[Photo-based referring expression data]
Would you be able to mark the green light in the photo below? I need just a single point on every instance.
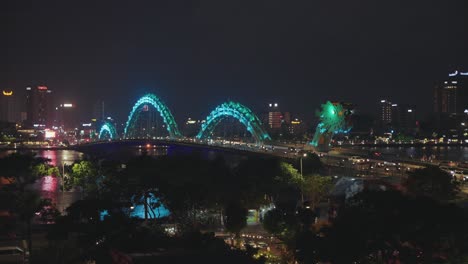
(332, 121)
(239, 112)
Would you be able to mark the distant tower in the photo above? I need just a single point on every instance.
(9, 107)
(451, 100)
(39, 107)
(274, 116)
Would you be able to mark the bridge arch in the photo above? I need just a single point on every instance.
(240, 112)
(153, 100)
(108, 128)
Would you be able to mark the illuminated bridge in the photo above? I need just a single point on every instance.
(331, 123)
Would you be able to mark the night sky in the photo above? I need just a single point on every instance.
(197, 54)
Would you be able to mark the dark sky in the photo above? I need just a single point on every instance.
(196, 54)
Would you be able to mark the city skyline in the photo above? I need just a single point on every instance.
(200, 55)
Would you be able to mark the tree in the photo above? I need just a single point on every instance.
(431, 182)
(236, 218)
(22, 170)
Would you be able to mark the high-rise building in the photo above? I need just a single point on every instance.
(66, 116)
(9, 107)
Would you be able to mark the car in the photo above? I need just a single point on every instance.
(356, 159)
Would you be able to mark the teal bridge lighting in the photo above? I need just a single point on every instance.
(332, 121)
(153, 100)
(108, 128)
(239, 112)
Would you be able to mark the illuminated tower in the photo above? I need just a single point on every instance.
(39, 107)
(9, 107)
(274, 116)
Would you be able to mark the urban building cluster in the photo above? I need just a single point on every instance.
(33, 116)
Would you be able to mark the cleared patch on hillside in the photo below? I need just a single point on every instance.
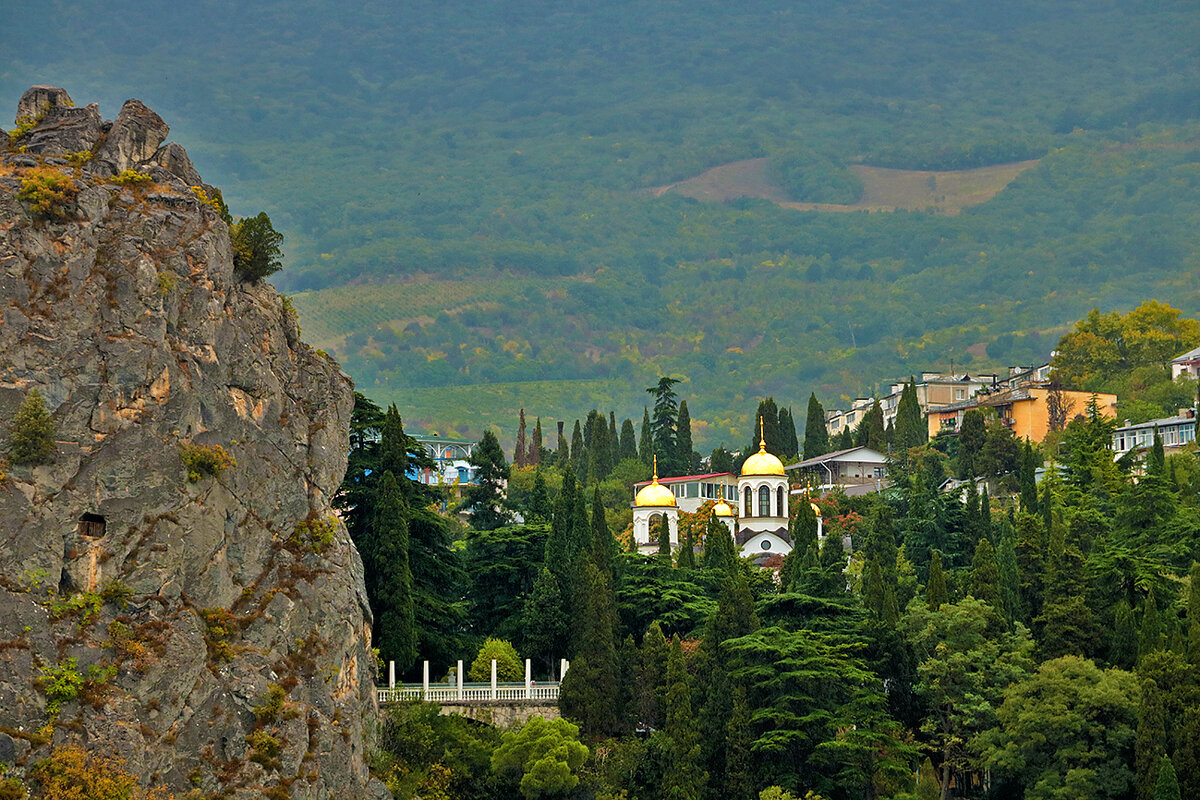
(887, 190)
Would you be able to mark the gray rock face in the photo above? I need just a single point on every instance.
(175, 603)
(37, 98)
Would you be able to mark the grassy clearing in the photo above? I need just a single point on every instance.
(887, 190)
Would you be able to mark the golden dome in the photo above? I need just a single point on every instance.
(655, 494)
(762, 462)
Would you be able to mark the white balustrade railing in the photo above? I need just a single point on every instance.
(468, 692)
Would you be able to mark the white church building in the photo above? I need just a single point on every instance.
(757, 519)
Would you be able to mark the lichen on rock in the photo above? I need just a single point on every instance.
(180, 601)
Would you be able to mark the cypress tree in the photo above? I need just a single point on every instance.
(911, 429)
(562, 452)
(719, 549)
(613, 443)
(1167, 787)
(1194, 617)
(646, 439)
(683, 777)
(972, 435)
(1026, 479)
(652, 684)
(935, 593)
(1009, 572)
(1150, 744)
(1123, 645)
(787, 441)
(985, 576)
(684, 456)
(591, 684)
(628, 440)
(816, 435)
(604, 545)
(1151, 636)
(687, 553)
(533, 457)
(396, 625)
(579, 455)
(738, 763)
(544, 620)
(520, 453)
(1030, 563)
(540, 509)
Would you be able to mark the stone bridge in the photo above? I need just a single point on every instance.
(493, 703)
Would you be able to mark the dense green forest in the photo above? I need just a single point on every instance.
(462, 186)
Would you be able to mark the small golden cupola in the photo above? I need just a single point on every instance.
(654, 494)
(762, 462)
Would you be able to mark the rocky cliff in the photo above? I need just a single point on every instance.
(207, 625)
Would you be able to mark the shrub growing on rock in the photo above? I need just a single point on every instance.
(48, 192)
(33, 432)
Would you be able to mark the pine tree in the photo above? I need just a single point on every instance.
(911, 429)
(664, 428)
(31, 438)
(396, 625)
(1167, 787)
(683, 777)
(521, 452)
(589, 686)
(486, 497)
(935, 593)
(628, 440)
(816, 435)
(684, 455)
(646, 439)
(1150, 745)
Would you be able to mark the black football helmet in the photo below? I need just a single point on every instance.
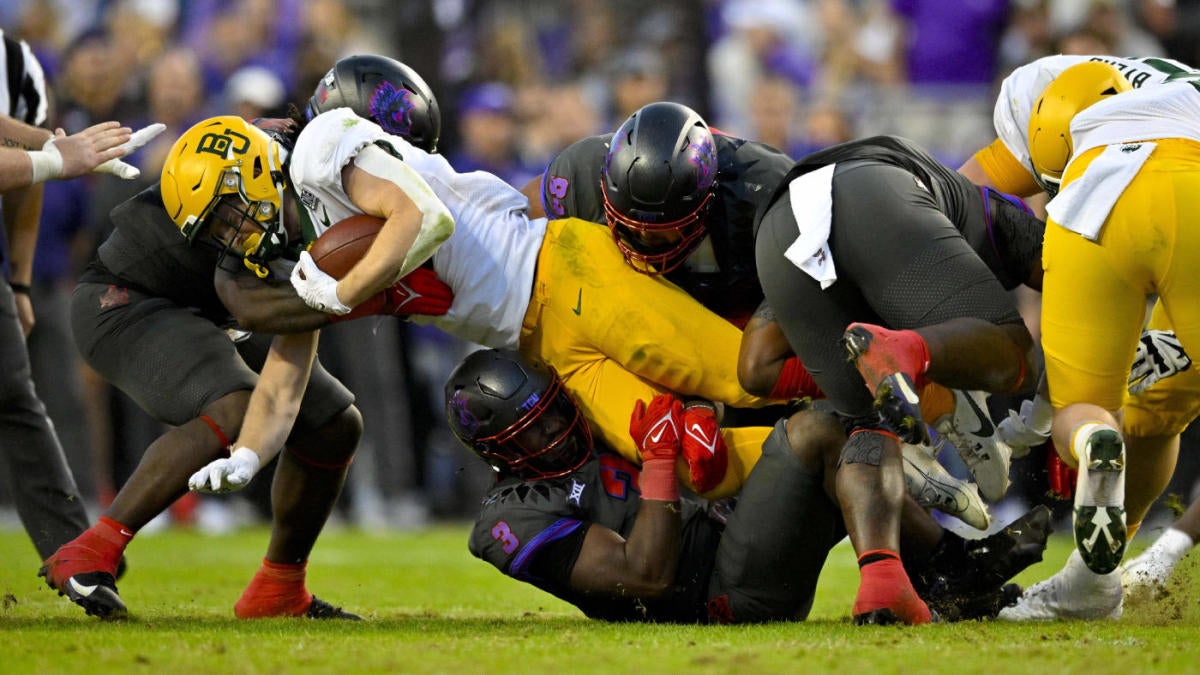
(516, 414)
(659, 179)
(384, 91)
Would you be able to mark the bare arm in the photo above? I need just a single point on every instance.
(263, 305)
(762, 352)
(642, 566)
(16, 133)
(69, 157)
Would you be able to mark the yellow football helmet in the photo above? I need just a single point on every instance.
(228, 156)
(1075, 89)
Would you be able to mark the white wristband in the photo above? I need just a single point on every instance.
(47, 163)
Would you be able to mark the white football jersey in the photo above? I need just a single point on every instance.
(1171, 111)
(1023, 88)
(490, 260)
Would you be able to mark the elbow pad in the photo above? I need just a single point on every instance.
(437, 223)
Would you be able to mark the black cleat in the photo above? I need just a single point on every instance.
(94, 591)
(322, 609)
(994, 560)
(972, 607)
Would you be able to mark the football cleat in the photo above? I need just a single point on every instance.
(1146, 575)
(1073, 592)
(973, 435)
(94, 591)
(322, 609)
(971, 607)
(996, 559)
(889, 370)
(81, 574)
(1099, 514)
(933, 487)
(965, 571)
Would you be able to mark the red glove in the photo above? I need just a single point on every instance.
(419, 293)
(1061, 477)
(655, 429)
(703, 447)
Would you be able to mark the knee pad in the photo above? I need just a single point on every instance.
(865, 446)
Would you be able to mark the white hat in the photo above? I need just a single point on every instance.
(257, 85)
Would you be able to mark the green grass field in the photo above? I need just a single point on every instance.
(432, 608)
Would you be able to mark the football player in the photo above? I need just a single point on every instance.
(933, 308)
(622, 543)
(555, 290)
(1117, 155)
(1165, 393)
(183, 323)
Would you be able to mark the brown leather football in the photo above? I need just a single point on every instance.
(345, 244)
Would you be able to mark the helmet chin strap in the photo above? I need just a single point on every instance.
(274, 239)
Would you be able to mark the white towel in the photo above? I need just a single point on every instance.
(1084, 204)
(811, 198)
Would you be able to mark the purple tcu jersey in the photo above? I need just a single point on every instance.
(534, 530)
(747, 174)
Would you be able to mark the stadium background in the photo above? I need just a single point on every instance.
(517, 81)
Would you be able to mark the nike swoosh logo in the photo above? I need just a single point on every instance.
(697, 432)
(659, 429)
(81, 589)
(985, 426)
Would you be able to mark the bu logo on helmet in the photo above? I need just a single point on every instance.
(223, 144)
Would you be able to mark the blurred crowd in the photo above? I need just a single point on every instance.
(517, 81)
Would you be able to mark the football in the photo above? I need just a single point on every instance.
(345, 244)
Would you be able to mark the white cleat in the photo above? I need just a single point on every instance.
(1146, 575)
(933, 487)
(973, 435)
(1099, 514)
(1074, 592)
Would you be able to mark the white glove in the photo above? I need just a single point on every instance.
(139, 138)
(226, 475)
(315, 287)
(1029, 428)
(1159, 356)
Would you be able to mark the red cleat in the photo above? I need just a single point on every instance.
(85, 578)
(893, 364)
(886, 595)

### [AIM OF THE EXERCISE]
Your task is to return the entries above exactly, with no pictures.

### [FINISHED EXERCISE]
Would you be able to mark the green light in the photo below? I need just a single point on every instance.
(332, 121)
(239, 112)
Would you be able to mark the distant tower in the photo above? I need just a single point on every instance.
(9, 107)
(451, 100)
(39, 107)
(274, 116)
Would you be able to mark the bridge arch in the photo above? I need just a single point on every instance.
(240, 112)
(153, 100)
(108, 128)
Would you be able to mark the illuminated bridge in the photo above? I need just a single point on every instance.
(331, 123)
Would you be able to mark the night sky in the photo above? I need just a single point on every instance.
(197, 54)
Would you be able to mark the dark sky in the photo above? I need just a single point on every instance.
(196, 54)
Would you be able to mark the city skyline in the photo above? I need just a single point on every instance.
(200, 55)
Would you be able to mark the tree in the photo above? I need just a single point on every instance.
(431, 182)
(236, 218)
(22, 170)
Would you be able to mark the high-rise building in the photo above? I need just a single point on every instance.
(66, 116)
(9, 107)
Would you be able to mark the car in the photo above? I need just a single point on every instance.
(356, 159)
Would you be able to mark the teal bridge lighting in the photo above? I need just a single point on every instance.
(332, 121)
(153, 100)
(108, 128)
(239, 112)
Would you be able to mark the illuminated tower in the photo above? I need just a single point on every instance.
(39, 107)
(9, 107)
(274, 116)
Would you be able to mark the urban building cluster in the photo above? I need just a single point on every instance.
(33, 116)
Would you be able to mark the cleared patch on hillside in the photo below? I need just a single point on every instance.
(887, 190)
Would you be able to mark the gray rock face in the photo above? I need just a single point on every instance.
(175, 603)
(37, 98)
Would you be able to mark the grassy clearing in the photo above? I need just a single point on every instance.
(887, 190)
Would you be able to mark the golden dome in the photo above? I need just a single point on every instance.
(655, 494)
(762, 462)
Would you be able to mark the white balustrade railing in the photo above? I need just a single point on every instance.
(468, 692)
Would you be able to mark the white church building in the photo above? I need just a single point on every instance.
(757, 519)
Would you be able to mark the lichen on rock in the photo above? I need just a single point on every instance.
(180, 601)
Would you be able to mark the cypress tree in the photo above? I need just a single point on every instance.
(911, 429)
(562, 452)
(719, 549)
(613, 443)
(1167, 787)
(1194, 617)
(646, 439)
(683, 777)
(972, 435)
(1026, 479)
(652, 684)
(935, 593)
(1009, 572)
(1150, 744)
(1123, 645)
(787, 441)
(985, 576)
(684, 456)
(591, 684)
(628, 440)
(816, 435)
(604, 545)
(1151, 636)
(687, 553)
(533, 457)
(396, 625)
(579, 455)
(738, 763)
(544, 620)
(520, 453)
(1030, 563)
(540, 509)
Would you be able to mark the stone bridge in the photo above? I need just a single point on every instance.
(493, 703)
Would you be able to mark the dense green forest in the photo above? I need just a single point on every instance.
(462, 186)
Would you be able to mark the small golden cupola in the photo above? I need just a single point on every instance.
(654, 494)
(762, 462)
Would you be able to mark the rocky cliff in the photo above? I need just a single point on every instance.
(207, 625)
Would you be able to mark the shrub growing on rock in the photo above? I need just a single point on every instance.
(48, 192)
(33, 432)
Would you be able to mark the pine tree in the photo above? I need just a single point on every instance.
(911, 429)
(664, 428)
(31, 438)
(396, 625)
(1167, 787)
(683, 777)
(521, 452)
(589, 686)
(486, 497)
(935, 593)
(628, 440)
(816, 435)
(684, 455)
(646, 439)
(1150, 745)
Would you be able to mark the black football helmet in the photo below? I need just a single point on every instance.
(516, 414)
(659, 179)
(384, 91)
Would you be able to mark the bare arm in the photo above? I need just a single point on every instance.
(263, 305)
(762, 352)
(642, 566)
(16, 133)
(69, 157)
Would you be able to mark the yellow football helmet in the photo above? I need just a single point on every instance.
(228, 156)
(1075, 89)
Would you be able to mark the white wristband in the photo above? I need just a single point on every instance.
(47, 163)
Would you be able to mark the white football jersey in the photo above? I need just a single point on every instance.
(1171, 111)
(1023, 88)
(490, 260)
Would you be able to mark the elbow pad in the photo above? I need just a single point on every instance.
(437, 223)
Would you be able to mark the black cleat in the photo above? I need just a single point on every instance.
(94, 591)
(322, 609)
(994, 560)
(972, 607)
Would you be able to mark the football cleat in the photo above? I need just a single point on every instance.
(1146, 575)
(1073, 592)
(973, 435)
(94, 591)
(322, 609)
(971, 607)
(996, 559)
(889, 370)
(81, 574)
(1099, 514)
(933, 487)
(965, 571)
Would you be able to mark the red glove in the photo above? I need just a single point on every instance.
(419, 293)
(1061, 477)
(655, 429)
(703, 447)
Would you be able to mark the knee pad in the photo above? I need just a single point on every instance.
(865, 446)
Would you be able to mark the white hat in the photo above? I need just a single point on every instance.
(257, 85)
Would you be able to mark the green grass field in the photo above? I need just a single point on every instance.
(432, 608)
Would you be able to mark the football player in the photo above? I need just a single point on every instance.
(933, 308)
(622, 543)
(555, 290)
(1117, 155)
(1165, 393)
(183, 323)
Would you be able to mark the brown leather football in the photo above? I need just a single point on every instance.
(345, 244)
Would you be able to mark the helmet chin strap in the photo above? I need just a single point on every instance.
(274, 239)
Would you be able to mark the white towel in the photo above? I need just a single point on every instance.
(1084, 204)
(811, 198)
Would you be able to mark the purple tcu jersey in the photo above? I need just a single point on every instance.
(534, 530)
(747, 174)
Would you be able to mark the stadium background in the photo above? I need just a single point on every instance.
(517, 81)
Would you be able to mark the nike swoosh logo in the photo above? I need just a single point on every instance.
(697, 432)
(659, 429)
(81, 589)
(985, 426)
Would you be able to mark the bu logo on helmet in the photo above? I need just a single point on every instance.
(223, 144)
Would you be able to mark the blurred crowd in the photo above? I need just a single point on every instance.
(517, 81)
Would you be able to mark the football in the photo above? I need just a single point on every instance.
(345, 244)
Would you be able to mark the white cleat in the photo above? I need just a single point on every instance.
(1146, 575)
(933, 487)
(973, 435)
(1099, 514)
(1074, 592)
Would you be able to mark the white glove in the photo above? I need just a single point on every instance.
(139, 138)
(226, 475)
(315, 287)
(1029, 428)
(1159, 356)
Would you be able to mark the red cleat in the photo above? I need just a single point on every instance.
(85, 578)
(893, 364)
(886, 595)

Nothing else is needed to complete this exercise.